• [Instructions]:
1. In the passage on Wesley Newcomb Hohfeld, at which law school did he serve as editor of the law review?
2. Extend the passage on Wesley Newcomb Hohfeld onward from its final sentence.

American jurist (1879–1918)

Wesley Newcomb Hohfeld (August 9, 1879 – October 21, 1918) was an American legal scholar who wrote about jurisprudence and the nature of rights.

Hohfeld graduated first in his class from the University of California, Berkeley in 1901, before studying law at Harvard Law School, where he was editor of the Harvard Law Review, graduating in 1904.

During his brief life, he published only a handful of law review articles. After his death, his opus book, Fundamental Legal Conceptions as Applied in Judicial Reasoning and Other Legal Essays, was published based on two articles in the Yale Law Journal in 1913 and 1917 as well as manuscript notes and seven other essays. The work became a powerful contribution to modern understanding of the nature of rights and the implications of liberty.

A professorship at Yale University is named after him. The chair is occupied by Gideon Yaffe as of 2019 and had previously been held by Jules Coleman and Ronald Dworkin. He is often regarded as the progenitor of the "bundle of rights" theory.

==Early life, education, and legal practice==
Wesley Newcomb Hohfeld was born in Oakland, California, in 1879. He graduated first in his class from the University of California, Berkeley, in 1901, and was elected to Phi Beta Kappa. He went on to Harvard Law School, where he served as editor of the Harvard Law Review, and graduated in 1904.

After returning to California after graduation, Hohfeld practiced law for one year with the San Francisco law firm of Morrison, Cope & Brobeck, the distant ancestor of two large law firms: Morrison & Foerster (still in business today), and Brobeck, Phleger & Harrison (which collapsed in 2003). After Alexander Morrison died in 1921, Hohfeld's brother Edward obtained the permission of Morrison's widow, May Treat Morrison, to use the Morrison name for his new law firm: Morrison, Hohfeld, Foerster, Shuman and Clark.

== Academic career ==
Hohfeld briefly taught as an instructor at the law school then called the Hastings College of the Law. He then joined the faculty of Stanford Law School, where he became a full-time professor and taught from 1905 to 1914. He also continued to work as a consultant to the Morrison firm on various matters, such as the division of Claus Spreckels's estate.

• [Excerpted data]:

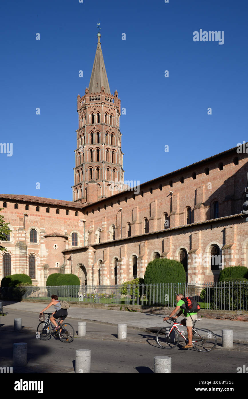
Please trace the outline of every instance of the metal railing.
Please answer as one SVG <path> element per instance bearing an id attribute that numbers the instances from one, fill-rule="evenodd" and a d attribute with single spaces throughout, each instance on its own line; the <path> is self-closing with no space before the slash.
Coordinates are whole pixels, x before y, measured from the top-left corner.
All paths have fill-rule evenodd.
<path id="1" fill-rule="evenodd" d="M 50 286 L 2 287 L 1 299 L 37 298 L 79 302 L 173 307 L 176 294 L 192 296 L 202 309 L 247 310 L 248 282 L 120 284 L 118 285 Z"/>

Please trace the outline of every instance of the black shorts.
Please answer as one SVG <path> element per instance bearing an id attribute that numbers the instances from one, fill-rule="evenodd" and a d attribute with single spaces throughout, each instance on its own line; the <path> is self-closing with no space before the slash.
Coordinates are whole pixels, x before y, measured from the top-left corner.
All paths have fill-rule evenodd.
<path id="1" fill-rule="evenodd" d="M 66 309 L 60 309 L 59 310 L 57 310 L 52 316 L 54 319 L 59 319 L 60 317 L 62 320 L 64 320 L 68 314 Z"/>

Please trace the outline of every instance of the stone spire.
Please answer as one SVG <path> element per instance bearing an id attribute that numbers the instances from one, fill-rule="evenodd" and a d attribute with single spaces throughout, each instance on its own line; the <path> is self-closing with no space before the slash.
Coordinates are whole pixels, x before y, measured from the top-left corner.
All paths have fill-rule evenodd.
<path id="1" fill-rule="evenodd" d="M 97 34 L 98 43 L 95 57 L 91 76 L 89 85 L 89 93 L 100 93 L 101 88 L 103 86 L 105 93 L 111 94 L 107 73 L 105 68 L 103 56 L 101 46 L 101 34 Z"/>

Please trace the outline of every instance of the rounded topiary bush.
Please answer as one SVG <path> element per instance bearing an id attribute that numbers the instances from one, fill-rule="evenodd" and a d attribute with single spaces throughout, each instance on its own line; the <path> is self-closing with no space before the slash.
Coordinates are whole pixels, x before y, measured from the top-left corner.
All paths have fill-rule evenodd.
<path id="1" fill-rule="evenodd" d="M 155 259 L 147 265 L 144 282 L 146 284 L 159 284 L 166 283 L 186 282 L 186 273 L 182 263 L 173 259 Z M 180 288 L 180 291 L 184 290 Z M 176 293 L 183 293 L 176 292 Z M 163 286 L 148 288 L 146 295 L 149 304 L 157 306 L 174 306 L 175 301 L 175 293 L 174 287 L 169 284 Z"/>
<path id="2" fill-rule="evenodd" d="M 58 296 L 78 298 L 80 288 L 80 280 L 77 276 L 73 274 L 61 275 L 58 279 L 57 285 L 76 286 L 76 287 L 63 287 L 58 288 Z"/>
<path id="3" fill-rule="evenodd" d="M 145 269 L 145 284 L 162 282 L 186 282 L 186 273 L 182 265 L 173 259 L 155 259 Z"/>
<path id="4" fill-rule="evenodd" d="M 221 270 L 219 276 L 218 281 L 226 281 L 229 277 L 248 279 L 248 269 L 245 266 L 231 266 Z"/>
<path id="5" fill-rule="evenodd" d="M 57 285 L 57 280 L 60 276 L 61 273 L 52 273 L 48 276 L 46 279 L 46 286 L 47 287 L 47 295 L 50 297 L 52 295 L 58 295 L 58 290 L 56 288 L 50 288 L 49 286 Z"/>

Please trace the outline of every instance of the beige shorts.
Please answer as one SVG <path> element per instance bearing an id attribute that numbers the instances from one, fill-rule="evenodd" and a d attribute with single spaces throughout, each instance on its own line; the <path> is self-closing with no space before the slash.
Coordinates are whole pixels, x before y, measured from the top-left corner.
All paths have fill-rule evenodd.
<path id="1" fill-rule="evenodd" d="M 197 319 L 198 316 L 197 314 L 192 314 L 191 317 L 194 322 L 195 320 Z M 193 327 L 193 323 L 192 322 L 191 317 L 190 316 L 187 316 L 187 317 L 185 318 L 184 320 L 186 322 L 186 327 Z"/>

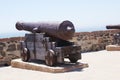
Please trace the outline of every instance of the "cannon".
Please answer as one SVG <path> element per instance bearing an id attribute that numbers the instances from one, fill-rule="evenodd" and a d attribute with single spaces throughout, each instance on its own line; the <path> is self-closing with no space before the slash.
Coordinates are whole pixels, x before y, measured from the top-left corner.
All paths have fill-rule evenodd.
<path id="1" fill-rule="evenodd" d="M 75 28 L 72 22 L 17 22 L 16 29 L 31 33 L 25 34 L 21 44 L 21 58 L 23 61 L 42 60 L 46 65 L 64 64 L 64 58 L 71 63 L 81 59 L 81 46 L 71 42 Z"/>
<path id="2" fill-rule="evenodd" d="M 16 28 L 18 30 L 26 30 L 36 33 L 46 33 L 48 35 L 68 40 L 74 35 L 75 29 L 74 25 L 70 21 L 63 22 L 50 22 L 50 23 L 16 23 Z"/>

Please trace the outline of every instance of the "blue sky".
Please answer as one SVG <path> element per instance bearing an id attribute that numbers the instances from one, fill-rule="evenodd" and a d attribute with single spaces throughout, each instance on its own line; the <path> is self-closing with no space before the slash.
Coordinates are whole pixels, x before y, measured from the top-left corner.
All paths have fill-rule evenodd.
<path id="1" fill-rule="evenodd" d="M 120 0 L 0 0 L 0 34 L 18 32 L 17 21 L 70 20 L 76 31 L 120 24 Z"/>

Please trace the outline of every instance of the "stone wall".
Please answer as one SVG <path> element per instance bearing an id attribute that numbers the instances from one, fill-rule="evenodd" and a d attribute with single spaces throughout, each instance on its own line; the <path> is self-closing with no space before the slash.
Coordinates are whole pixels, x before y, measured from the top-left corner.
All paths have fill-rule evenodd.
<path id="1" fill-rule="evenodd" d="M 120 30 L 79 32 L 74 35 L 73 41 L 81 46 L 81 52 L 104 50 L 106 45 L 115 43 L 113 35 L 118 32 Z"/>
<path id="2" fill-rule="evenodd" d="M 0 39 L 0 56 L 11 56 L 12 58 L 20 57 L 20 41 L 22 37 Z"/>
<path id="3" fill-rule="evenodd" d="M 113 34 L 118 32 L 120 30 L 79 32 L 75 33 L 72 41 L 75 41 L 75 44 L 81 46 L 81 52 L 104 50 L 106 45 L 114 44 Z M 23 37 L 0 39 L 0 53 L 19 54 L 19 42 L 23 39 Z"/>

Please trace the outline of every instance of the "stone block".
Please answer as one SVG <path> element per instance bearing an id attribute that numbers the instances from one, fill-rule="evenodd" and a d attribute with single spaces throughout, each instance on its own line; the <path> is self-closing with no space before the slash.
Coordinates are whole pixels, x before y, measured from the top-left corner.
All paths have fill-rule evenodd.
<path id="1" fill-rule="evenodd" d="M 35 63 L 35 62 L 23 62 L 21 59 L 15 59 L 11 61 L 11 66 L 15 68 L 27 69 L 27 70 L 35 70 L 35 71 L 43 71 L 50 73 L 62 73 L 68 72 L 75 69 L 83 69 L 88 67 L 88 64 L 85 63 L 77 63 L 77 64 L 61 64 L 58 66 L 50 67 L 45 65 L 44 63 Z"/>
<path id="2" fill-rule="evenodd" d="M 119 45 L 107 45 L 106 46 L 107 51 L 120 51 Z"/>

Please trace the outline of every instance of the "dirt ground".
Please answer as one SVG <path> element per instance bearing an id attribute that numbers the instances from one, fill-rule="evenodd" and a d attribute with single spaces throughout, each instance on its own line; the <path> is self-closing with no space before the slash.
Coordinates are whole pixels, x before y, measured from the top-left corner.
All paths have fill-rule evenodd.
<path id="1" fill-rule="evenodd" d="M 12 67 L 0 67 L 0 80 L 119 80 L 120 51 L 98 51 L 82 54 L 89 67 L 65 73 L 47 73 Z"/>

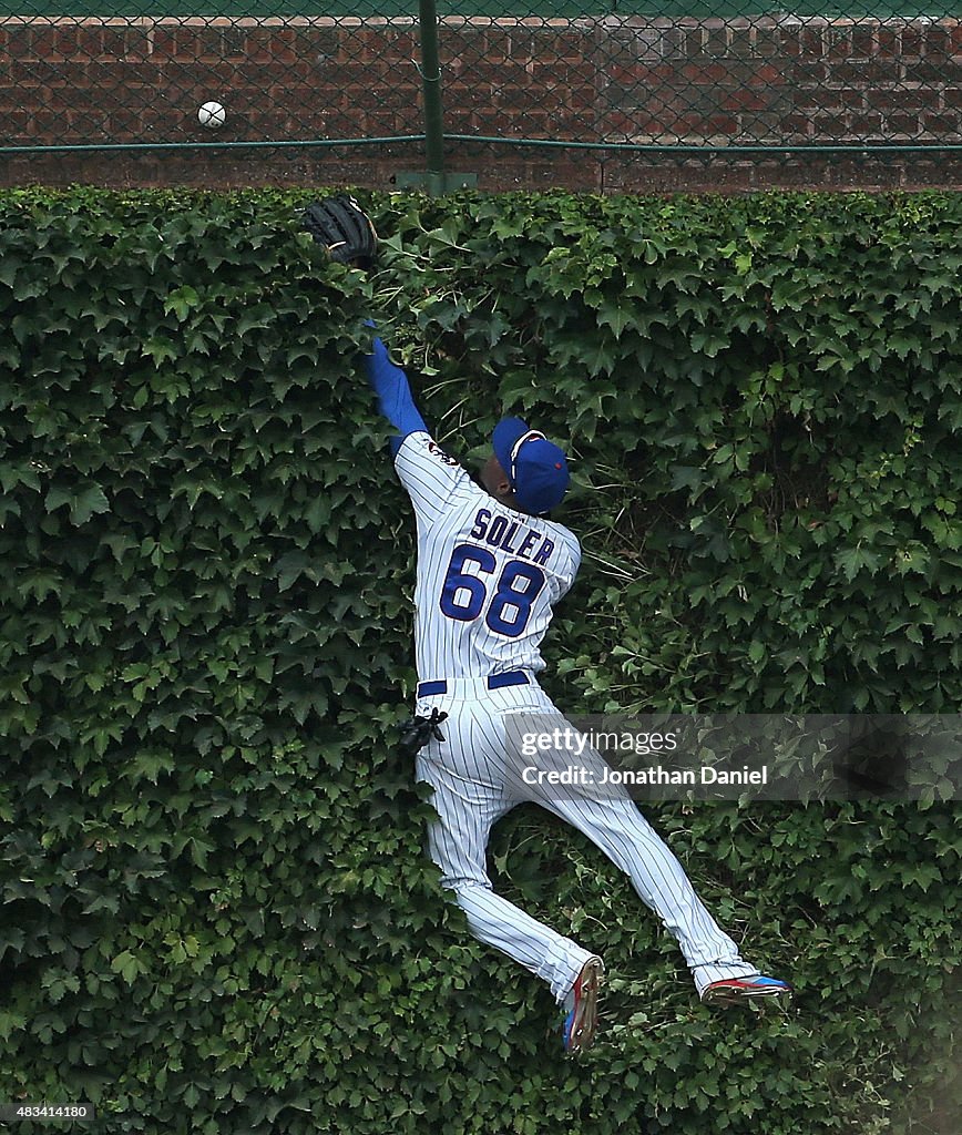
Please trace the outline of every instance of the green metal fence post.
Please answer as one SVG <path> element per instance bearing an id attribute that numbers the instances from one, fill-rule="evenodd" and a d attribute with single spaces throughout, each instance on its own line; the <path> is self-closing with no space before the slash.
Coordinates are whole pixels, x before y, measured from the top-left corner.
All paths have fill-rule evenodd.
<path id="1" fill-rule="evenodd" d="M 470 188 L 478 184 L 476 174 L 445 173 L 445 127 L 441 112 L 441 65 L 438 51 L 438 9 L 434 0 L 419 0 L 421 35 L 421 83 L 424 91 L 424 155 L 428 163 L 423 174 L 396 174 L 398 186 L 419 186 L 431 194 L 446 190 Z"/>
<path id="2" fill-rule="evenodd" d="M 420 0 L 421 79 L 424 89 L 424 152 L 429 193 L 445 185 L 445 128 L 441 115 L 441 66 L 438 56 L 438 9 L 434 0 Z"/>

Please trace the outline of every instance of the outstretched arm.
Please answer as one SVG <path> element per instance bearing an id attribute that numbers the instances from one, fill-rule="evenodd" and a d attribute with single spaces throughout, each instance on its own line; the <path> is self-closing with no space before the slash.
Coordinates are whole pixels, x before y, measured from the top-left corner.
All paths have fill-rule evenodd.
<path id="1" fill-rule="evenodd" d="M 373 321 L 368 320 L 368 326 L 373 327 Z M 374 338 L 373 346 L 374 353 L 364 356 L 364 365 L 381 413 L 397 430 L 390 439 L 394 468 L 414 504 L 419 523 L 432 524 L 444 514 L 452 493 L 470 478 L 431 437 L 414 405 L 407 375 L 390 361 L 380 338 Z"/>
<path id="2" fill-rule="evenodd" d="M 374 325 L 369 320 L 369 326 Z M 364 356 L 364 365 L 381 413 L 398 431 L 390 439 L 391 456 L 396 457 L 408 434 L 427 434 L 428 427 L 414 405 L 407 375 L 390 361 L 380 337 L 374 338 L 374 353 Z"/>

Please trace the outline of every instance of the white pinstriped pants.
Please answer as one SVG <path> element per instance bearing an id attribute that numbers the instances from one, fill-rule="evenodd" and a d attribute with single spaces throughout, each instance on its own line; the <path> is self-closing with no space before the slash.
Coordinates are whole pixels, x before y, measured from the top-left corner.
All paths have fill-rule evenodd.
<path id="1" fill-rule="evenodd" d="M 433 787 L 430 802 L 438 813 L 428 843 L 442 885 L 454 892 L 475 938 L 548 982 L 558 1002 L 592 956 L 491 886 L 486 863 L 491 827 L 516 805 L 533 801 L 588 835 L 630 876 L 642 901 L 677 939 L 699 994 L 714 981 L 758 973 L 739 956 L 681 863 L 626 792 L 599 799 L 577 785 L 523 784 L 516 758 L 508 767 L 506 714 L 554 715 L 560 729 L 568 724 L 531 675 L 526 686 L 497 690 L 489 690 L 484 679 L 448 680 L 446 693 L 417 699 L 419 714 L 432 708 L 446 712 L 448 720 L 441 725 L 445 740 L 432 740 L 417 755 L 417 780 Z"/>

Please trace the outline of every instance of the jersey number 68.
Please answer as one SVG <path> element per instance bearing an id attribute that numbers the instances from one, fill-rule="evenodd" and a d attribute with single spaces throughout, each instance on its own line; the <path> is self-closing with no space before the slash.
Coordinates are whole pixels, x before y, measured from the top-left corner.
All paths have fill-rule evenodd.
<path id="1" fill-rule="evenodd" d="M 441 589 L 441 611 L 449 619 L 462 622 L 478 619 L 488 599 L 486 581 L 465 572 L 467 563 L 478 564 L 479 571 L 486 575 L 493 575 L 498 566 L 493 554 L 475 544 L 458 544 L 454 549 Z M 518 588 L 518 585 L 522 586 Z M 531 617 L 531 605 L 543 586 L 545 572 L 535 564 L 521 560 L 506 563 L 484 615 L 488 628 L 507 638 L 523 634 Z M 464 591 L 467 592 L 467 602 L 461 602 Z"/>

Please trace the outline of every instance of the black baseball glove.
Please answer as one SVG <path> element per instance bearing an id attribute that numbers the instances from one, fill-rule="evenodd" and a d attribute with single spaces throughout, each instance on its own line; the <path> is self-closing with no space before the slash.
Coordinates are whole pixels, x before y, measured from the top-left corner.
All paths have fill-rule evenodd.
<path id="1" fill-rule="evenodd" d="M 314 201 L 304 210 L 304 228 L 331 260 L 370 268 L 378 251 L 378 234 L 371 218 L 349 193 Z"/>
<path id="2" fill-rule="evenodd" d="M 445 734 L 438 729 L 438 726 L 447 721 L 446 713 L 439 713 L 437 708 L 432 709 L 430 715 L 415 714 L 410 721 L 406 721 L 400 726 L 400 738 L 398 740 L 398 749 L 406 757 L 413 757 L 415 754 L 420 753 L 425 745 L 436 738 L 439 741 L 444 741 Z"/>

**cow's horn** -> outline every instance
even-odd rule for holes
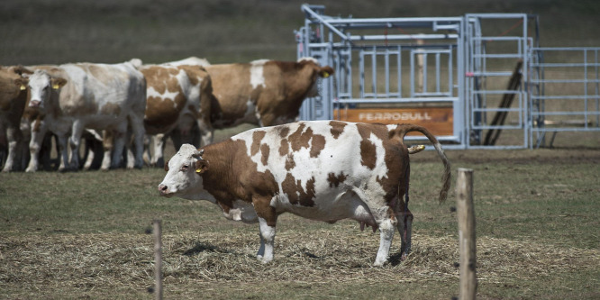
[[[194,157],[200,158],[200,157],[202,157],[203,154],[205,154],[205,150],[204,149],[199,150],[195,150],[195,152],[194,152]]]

• [Responses for each task]:
1. Harvard Law School

2.
In 1913, the Yale Law Journal published Hohfeld's landmark article, "Some Fundamental Legal Conceptions as Applied in Judicial Reasoning". According to Arthur Corbin, Yale Law School offered Hohfeld a professorship on the basis of that article. Hohfeld applied his own ideas about "rights" and "privileges" to the deal he struck with Yale and Stanford: after one academic year, he would have the "right" to a permanent faculty appointment at Yale and the "privilege" of returning to Stanford, while Stanford agreed to grant him the "privilege" of leave for one year or longer, with the "right" to return to Stanford after one academic year.

When Hohfeld started teaching at Yale in 1914, many of his students signed a petition to Yale's president to send him back to Stanford. They were terrified he would flunk them for their inability to master his strange ideas. When the president told Hohfeld to take it easy on his students, Corbin had to play mediator, calm down a frustrated Hohfeld, and explain to the president the deal which Hohfeld had worked out between the two law schools. Hohfeld then exercised his right to stay at Yale, apparently because he believed Yale students would come around, like his former Stanford students who had already begun to express their gratitude for the utility of his ideas. In 1917, he published another article expanding on his 1913 work.

He continued to teach at Yale until his death in 1918. In 1919, a book collecting his articles, essays, and manuscript was published posthumously in his name.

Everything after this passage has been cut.